■ Record set:
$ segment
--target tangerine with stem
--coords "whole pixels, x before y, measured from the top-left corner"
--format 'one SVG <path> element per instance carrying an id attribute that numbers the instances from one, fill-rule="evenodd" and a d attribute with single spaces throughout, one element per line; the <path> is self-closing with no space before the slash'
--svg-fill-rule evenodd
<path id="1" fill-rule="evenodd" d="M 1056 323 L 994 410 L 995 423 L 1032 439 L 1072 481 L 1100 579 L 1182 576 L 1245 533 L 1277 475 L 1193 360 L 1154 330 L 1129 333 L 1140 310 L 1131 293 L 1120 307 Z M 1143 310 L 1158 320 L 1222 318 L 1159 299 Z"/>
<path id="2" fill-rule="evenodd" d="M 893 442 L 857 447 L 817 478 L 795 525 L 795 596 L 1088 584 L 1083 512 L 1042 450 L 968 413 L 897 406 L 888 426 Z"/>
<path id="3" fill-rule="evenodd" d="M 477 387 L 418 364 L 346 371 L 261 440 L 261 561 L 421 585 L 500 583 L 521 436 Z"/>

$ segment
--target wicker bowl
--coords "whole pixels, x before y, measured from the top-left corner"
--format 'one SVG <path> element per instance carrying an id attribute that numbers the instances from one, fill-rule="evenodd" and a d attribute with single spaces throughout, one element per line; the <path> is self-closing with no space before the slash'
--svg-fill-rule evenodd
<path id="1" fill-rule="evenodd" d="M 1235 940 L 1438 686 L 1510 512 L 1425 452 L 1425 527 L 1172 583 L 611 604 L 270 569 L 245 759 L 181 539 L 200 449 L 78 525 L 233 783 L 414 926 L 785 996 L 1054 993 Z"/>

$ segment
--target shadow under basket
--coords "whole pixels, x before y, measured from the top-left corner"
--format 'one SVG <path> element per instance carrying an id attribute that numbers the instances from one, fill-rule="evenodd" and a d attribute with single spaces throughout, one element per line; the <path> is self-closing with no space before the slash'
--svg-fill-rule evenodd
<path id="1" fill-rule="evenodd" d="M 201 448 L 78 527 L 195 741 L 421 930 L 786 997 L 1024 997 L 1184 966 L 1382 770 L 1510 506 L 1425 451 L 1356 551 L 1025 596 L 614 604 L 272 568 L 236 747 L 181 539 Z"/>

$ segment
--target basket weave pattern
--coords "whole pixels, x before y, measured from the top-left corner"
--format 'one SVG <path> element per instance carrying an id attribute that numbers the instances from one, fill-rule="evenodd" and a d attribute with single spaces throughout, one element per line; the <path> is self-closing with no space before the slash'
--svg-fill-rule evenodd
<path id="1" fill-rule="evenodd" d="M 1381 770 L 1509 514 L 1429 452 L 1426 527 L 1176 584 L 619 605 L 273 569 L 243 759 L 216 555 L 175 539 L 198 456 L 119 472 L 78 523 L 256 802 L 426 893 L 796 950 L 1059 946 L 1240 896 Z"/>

---

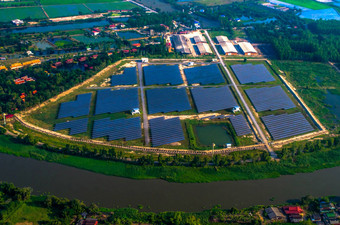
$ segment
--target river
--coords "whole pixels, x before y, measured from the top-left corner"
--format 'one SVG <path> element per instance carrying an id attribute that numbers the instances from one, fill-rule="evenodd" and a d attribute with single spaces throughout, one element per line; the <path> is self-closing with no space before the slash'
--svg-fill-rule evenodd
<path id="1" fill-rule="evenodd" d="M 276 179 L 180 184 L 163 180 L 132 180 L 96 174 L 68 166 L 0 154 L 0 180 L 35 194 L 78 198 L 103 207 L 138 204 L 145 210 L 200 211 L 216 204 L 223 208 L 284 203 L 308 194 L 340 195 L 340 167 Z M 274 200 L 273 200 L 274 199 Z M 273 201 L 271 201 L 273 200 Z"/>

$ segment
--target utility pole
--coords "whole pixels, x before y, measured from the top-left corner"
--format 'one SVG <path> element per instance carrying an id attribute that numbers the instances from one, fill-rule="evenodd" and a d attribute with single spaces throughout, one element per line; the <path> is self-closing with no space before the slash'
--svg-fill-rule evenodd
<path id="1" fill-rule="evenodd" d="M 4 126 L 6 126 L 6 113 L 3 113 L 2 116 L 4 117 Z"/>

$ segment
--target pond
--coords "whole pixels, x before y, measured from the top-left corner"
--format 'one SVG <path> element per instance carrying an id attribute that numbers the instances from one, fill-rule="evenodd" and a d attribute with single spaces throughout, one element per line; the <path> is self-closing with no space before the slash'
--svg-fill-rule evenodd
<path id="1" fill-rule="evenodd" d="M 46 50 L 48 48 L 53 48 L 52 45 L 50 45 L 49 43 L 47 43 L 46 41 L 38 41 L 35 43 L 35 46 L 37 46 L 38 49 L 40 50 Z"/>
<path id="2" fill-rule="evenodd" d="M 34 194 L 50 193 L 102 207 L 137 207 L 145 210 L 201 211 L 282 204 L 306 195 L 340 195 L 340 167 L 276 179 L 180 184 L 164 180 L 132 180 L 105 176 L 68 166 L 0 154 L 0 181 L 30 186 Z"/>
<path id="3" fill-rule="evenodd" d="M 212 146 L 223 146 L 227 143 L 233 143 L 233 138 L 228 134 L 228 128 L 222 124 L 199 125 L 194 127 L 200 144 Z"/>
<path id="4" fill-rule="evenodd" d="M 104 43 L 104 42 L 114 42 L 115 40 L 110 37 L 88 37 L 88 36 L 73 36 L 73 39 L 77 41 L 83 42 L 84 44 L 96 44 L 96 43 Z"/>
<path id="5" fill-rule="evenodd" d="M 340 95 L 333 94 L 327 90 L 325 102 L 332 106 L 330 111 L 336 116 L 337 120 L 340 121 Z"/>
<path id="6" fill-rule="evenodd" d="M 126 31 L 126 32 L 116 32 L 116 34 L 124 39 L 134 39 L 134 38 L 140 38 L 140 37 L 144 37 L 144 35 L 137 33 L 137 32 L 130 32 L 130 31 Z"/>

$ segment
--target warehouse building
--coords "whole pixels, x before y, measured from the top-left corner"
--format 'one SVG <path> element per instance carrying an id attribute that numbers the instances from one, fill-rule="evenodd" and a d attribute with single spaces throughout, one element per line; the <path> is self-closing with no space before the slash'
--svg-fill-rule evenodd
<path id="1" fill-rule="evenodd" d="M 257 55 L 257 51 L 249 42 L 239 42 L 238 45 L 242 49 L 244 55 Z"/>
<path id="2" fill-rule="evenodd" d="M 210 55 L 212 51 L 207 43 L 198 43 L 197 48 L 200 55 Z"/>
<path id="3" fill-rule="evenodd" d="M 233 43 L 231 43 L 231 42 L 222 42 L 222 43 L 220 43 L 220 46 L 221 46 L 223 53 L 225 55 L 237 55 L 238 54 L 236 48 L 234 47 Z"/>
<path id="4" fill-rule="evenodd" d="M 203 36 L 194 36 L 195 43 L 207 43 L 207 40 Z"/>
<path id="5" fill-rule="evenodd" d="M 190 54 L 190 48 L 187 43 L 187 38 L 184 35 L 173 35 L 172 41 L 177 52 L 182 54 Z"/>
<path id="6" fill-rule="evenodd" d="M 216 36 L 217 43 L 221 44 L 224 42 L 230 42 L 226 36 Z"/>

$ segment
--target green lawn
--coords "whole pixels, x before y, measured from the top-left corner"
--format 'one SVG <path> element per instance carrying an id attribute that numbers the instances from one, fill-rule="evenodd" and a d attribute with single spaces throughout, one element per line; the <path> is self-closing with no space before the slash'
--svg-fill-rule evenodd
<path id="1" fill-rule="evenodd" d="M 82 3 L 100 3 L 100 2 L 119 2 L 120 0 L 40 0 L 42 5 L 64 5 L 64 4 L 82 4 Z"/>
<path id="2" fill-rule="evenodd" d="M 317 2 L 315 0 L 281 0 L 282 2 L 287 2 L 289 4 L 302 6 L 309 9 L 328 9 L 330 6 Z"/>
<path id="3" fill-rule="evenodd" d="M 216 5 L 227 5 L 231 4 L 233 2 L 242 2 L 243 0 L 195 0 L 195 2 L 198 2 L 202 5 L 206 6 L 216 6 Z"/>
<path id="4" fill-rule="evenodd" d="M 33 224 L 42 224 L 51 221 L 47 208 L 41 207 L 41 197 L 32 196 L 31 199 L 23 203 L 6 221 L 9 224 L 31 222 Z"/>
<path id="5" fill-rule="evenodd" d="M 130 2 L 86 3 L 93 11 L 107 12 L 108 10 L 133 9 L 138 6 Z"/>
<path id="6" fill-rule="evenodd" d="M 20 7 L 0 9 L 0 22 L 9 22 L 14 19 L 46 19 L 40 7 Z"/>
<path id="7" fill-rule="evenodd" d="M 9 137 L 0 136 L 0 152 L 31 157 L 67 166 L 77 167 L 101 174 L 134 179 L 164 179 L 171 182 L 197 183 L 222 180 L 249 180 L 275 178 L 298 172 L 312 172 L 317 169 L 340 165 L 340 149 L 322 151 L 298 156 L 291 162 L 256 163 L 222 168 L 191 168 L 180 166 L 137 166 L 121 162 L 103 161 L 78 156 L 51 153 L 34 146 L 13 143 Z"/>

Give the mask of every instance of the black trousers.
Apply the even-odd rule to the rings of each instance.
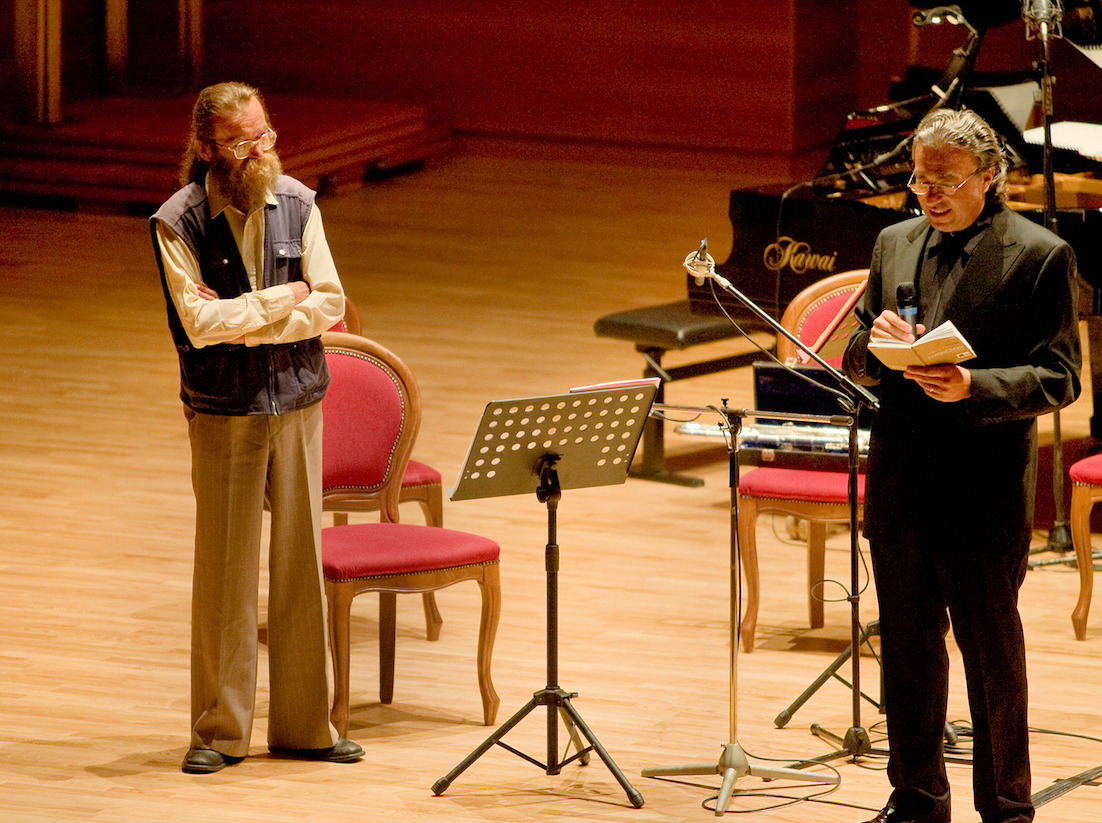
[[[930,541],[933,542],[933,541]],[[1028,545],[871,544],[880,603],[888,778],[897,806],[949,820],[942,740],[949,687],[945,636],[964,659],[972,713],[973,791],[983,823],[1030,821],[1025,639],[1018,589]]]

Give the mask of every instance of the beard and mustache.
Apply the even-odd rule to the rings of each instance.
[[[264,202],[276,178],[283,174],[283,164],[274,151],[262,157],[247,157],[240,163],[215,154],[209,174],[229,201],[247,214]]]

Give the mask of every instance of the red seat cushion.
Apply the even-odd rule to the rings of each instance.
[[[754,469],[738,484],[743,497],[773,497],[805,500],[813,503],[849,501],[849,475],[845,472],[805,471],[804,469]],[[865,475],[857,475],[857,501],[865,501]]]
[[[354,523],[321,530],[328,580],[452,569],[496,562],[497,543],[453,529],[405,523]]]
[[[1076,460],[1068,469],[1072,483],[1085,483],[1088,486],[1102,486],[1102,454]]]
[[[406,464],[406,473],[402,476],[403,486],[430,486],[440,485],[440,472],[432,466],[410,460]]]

■ Action item: Please return each line of the listing above that contains "target".

■ Solved problem:
--target tangerine with stem
--target wicker bowl
--target shadow under basket
--target basket weave pattern
--target river
--target utility pole
--target pond
--target warehouse building
--target green lawn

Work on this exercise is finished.